WRITTEN REQUEST: Can you quote the text of every item below word for word, leaving the pictures out of your answer?

DATA SECTION:
■ ■ ■ ■ ■

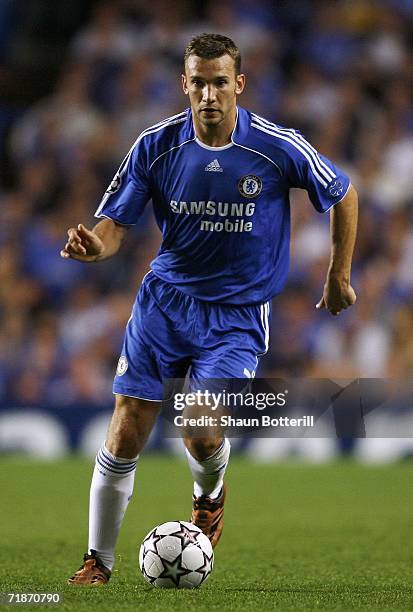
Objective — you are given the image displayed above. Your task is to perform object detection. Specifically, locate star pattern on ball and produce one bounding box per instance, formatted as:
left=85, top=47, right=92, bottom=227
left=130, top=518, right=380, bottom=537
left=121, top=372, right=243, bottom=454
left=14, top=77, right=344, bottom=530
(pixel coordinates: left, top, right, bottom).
left=141, top=563, right=156, bottom=584
left=144, top=531, right=162, bottom=555
left=158, top=554, right=192, bottom=586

■ ■ ■ ■ ■

THE RESPONSE:
Objective — you are given the image displayed above. Your task is to perform object detection. Specifically, locate star pattern on ball and produce one bounding box per instance, formatted as:
left=85, top=47, right=92, bottom=227
left=130, top=518, right=380, bottom=537
left=121, top=372, right=243, bottom=454
left=14, top=77, right=344, bottom=530
(pixel coordinates: left, top, right, bottom).
left=141, top=563, right=156, bottom=584
left=144, top=531, right=162, bottom=555
left=158, top=554, right=192, bottom=586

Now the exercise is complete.